Annotated photo localization data:
——

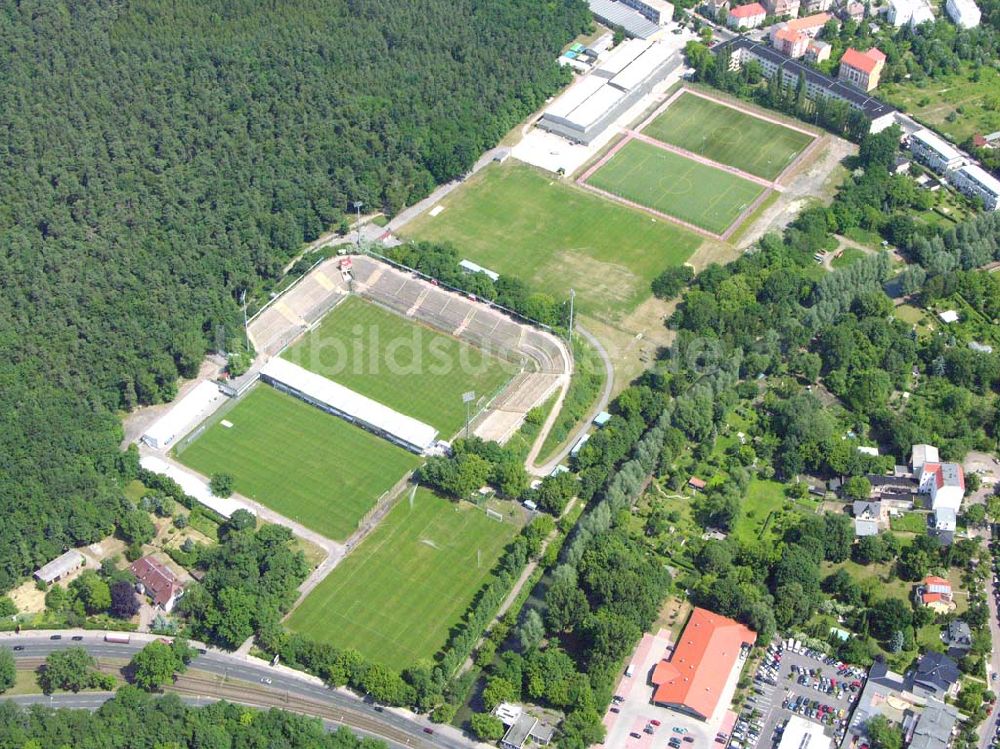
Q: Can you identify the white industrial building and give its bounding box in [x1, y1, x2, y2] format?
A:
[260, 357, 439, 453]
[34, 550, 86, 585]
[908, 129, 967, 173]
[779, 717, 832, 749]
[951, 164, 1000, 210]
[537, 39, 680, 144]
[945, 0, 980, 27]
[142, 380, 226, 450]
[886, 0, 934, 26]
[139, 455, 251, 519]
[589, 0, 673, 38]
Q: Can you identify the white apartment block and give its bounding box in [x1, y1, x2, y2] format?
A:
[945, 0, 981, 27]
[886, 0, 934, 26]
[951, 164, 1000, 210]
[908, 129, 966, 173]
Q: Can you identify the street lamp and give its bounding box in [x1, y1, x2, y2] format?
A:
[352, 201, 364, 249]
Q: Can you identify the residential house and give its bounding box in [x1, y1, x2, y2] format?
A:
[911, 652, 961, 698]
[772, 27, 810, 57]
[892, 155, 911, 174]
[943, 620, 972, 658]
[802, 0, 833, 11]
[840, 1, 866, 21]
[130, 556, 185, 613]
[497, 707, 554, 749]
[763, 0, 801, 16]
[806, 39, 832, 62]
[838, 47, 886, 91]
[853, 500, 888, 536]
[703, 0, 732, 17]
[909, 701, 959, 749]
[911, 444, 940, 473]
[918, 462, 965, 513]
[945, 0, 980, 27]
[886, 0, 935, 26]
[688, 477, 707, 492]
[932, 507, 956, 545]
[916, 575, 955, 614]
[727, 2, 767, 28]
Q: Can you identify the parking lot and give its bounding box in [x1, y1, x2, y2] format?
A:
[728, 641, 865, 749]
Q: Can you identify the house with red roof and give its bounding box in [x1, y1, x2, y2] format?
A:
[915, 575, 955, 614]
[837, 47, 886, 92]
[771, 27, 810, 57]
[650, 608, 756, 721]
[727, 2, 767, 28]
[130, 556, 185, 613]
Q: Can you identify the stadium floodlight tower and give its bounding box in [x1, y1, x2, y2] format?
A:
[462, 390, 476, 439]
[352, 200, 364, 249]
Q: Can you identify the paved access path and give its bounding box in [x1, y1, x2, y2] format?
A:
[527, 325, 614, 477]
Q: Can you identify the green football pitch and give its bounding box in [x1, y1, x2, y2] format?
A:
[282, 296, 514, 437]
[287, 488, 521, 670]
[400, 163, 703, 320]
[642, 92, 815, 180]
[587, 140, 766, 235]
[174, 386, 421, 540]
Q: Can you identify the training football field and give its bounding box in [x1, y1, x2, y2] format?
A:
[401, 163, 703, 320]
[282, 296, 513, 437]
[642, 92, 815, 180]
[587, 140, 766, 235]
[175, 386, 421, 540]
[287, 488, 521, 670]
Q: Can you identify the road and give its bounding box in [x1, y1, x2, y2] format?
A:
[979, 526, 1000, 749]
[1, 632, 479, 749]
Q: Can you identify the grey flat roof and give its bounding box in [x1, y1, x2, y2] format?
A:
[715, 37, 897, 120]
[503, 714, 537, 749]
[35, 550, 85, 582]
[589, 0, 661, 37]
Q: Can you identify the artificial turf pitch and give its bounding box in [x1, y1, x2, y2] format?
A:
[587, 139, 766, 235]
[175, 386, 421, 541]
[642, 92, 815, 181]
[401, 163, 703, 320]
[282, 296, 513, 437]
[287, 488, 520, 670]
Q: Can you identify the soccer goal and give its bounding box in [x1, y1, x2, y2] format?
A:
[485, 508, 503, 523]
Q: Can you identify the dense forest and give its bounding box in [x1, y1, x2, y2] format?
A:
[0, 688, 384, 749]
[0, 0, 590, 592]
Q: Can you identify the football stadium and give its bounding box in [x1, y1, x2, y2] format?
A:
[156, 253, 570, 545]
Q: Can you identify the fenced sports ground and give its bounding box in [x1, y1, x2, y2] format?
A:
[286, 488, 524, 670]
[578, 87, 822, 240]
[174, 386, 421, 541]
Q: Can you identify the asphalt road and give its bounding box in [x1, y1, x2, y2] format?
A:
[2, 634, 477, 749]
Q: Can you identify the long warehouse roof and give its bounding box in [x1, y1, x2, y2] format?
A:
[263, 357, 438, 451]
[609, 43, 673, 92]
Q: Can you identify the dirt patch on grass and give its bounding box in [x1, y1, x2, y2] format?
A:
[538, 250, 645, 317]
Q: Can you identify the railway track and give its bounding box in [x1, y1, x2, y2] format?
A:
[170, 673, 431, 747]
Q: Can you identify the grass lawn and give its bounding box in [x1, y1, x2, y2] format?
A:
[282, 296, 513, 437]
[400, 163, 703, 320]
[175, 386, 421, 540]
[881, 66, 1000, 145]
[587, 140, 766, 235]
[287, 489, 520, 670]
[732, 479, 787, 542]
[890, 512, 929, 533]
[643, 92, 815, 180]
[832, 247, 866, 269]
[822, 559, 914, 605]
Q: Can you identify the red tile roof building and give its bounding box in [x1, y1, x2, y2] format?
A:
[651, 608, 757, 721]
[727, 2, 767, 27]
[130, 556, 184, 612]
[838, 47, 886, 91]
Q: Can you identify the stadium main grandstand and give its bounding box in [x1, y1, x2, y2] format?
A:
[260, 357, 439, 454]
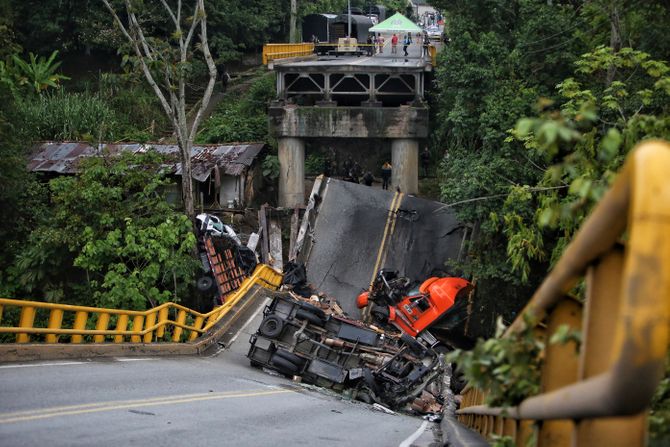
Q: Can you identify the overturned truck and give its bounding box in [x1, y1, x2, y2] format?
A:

——

- **Exercise aim**: All lines from the one that contains "Q: Can you identify the overturned" to the end of the records above are to be copied exactly; leave out the rest.

- **Answer below**:
Q: Can you identify the overturned truck and give its bounding box in [x1, y1, x2, y2] format?
A:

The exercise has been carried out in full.